[Tekstfragment]:
In deze zaak heeft de kantonrechter van de Rechtbank Noord-Holland op 18 juli 2024 een beschikking gegeven inzake het ambtshalve ontslag van een bewindvoerder in een bewind met een groot vermogen. De bewindvoerder heeft zich niet gehouden aan de afspraken met betrekking tot het indienen van machtigingsverzoeken voor uitgaven boven de € 2.000,00 en heeft niet tijdig verantwoording afgelegd. De mentor van de betrokkene woont met toestemming van de bewindvoerder in een woning die door de betrokkene is gekocht, zonder financiële bijdrage. Dit heeft geleid tot hoge juridische en reiskosten voor de mentor, evenals een zeer hoog salaris voor de bewindvoerder.
De kantonrechter heeft kennisgenomen van de ingediende rekeningen en verantwoordingen over de jaren 2020, 2021 en 2022, en heeft op 15 april 2024 een mondelinge behandeling gehouden. Tijdens deze zitting is vastgesteld dat de bewindvoerder niet heeft voldaan aan zijn verplichtingen om vooraf machtiging te vragen voor hoge uitgaven. De kantonrechter heeft geconstateerd dat de bewindvoerder meermaals niet tijdig verantwoording heeft afgelegd en dat hij niet heeft voldaan aan de indieningstermijnen.

[Opdracht 1]: Op welke datum hield de kantonrechter volgens de tekst over het ontslag van de bewindvoerder de mondelinge behandeling?
[Opdracht 2]: Zet de tekst over het ontslag van de bewindvoerder voort na de laatste zin.
De items spelen hierbij geen enkele rol.

[Vastgelegde gegevens]:
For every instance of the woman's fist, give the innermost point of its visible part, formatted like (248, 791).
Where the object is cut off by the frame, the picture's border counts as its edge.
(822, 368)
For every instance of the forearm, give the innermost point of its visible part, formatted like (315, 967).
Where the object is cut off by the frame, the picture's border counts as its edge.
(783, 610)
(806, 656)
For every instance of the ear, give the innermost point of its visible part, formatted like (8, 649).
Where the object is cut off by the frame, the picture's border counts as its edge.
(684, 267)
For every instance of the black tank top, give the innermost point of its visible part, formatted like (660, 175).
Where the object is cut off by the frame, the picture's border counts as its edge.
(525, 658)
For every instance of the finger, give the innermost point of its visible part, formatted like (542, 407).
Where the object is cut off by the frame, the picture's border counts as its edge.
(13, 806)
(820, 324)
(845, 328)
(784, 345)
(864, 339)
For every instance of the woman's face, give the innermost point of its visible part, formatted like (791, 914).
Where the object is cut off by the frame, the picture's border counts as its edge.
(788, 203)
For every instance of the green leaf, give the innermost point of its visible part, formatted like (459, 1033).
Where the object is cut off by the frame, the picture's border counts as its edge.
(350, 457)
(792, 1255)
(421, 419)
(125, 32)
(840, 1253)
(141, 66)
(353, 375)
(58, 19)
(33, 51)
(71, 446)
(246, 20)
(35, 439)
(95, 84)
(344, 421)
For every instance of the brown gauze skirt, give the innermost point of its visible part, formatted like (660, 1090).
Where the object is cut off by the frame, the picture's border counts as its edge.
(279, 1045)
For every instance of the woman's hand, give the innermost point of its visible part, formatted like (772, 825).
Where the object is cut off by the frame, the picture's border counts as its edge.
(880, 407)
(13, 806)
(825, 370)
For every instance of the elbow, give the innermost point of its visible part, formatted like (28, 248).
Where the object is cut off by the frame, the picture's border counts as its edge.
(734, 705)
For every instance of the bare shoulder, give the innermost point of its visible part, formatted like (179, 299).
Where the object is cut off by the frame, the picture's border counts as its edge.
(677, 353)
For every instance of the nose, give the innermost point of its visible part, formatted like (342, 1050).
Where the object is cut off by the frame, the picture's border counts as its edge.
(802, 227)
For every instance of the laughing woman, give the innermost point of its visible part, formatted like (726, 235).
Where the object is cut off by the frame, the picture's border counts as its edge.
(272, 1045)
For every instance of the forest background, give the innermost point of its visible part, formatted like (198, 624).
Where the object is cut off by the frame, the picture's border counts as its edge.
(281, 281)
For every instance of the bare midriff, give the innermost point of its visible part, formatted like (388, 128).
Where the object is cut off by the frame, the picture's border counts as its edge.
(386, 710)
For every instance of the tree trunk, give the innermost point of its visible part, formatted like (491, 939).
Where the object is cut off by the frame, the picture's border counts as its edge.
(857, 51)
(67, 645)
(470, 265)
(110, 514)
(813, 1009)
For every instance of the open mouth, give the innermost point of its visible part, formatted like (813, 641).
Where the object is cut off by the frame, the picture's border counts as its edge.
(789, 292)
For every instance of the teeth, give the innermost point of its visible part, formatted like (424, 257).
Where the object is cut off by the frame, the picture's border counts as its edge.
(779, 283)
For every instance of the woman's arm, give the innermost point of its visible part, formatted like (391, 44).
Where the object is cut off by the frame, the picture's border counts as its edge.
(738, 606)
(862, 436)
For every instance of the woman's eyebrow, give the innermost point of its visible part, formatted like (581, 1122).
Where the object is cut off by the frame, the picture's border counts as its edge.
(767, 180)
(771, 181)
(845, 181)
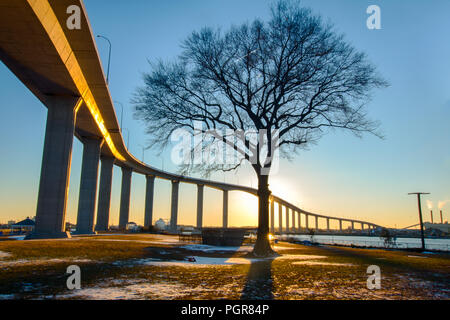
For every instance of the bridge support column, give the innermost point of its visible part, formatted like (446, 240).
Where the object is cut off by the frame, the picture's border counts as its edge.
(225, 209)
(200, 189)
(104, 194)
(272, 216)
(88, 185)
(55, 169)
(280, 218)
(174, 206)
(149, 195)
(293, 220)
(287, 220)
(125, 197)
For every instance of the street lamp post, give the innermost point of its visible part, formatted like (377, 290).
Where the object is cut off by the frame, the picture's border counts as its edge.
(143, 152)
(128, 137)
(420, 216)
(109, 56)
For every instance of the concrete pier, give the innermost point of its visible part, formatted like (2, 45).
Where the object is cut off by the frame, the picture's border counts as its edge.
(272, 216)
(225, 209)
(88, 185)
(287, 219)
(200, 189)
(55, 169)
(280, 218)
(149, 194)
(174, 206)
(104, 194)
(125, 197)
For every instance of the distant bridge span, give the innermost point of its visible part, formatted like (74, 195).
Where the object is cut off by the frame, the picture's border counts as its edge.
(63, 70)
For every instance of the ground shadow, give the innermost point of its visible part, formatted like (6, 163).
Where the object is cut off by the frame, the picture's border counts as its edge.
(259, 284)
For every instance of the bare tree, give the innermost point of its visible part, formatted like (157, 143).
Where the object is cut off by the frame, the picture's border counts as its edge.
(289, 79)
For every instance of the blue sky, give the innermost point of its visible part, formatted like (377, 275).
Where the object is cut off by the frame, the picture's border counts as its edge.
(342, 175)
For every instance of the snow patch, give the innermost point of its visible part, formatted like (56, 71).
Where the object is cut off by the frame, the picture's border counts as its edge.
(26, 262)
(208, 248)
(136, 291)
(200, 262)
(321, 263)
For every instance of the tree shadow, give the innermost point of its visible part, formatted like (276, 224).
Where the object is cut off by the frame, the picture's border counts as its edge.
(259, 285)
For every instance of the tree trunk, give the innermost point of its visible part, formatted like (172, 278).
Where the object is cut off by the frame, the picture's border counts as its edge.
(262, 247)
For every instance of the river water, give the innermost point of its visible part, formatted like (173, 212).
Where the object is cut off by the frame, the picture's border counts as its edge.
(430, 244)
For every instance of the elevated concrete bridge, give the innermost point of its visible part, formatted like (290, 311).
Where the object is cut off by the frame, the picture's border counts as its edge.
(63, 69)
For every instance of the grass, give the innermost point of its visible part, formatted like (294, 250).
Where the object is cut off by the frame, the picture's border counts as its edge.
(110, 264)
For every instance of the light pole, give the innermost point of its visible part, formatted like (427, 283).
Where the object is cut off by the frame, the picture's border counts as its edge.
(143, 151)
(128, 137)
(121, 114)
(420, 216)
(109, 56)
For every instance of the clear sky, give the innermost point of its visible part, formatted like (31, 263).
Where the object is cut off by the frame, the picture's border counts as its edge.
(366, 179)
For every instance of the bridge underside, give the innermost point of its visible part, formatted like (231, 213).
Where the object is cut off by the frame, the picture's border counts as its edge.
(63, 70)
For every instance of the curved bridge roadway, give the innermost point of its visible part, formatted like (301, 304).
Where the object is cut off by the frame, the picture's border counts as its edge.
(63, 69)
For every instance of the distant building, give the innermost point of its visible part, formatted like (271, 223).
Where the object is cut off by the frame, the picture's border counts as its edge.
(26, 225)
(132, 226)
(160, 225)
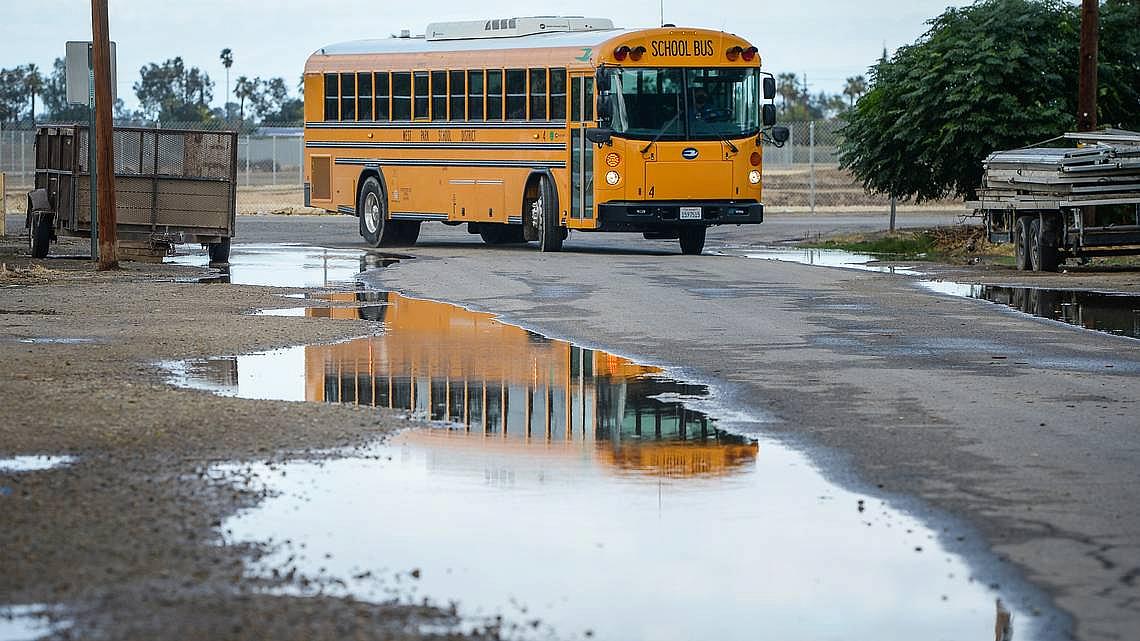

[Eindantwoord 1]: Op 15 april 2024.

[Eindantwoord 2]:
Gelet op deze tekortkomingen heeft de kantonrechter besloten om de bewindvoerder ambtshalve te ontslaan en Bonnerman & Partners B.V. te benoemen als opvolgend bewindvoerder. De kantonrechter heeft tevens de beloning van de nieuwe bewindvoerder vastgesteld op 0,75% van het onder bewind staande vermogen, met een aanvangsvergoeding van € 621,00 (exclusief btw). De beschikking is openbaar uitgesproken in aanwezigheid van de griffier.